Source data section start

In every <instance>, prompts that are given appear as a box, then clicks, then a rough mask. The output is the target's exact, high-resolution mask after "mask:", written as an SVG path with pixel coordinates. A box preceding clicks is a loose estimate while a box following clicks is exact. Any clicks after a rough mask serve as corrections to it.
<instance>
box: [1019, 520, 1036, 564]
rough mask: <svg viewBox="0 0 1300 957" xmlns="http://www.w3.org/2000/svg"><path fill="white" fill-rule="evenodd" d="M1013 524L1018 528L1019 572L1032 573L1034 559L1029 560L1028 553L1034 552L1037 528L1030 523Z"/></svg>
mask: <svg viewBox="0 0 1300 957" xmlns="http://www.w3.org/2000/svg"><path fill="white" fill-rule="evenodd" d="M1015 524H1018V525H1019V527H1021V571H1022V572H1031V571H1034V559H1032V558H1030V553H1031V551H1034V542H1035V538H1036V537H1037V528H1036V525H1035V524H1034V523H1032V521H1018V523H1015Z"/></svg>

Source data section end

### [Directive]
Give the data above as a numbered list, one item per line, and leave out any blank lines.

### [Answer to this exercise]
1. In every <instance>, prompts that are given appear as a box, then clicks, then a rough mask. The output is the target's exact, high-resolution mask after "mask:", written as an SVG path with pixel coordinates. A box preceding clicks is a loose estimate while a box following clicks is exact. Any clicks after a rough mask serve as corrections to it.
2. <instance>
3. box: [1019, 520, 1036, 564]
4. rough mask: <svg viewBox="0 0 1300 957" xmlns="http://www.w3.org/2000/svg"><path fill="white" fill-rule="evenodd" d="M1013 524L1018 528L1019 572L1032 573L1034 559L1029 560L1028 553L1034 552L1037 528L1030 523Z"/></svg>
5. mask: <svg viewBox="0 0 1300 957" xmlns="http://www.w3.org/2000/svg"><path fill="white" fill-rule="evenodd" d="M1015 524H1018V525H1019V527H1021V571H1022V572H1031V571H1034V559H1032V558H1030V553H1031V551H1034V542H1035V538H1036V537H1037V528H1036V525H1035V524H1034V523H1032V521H1018V523H1015Z"/></svg>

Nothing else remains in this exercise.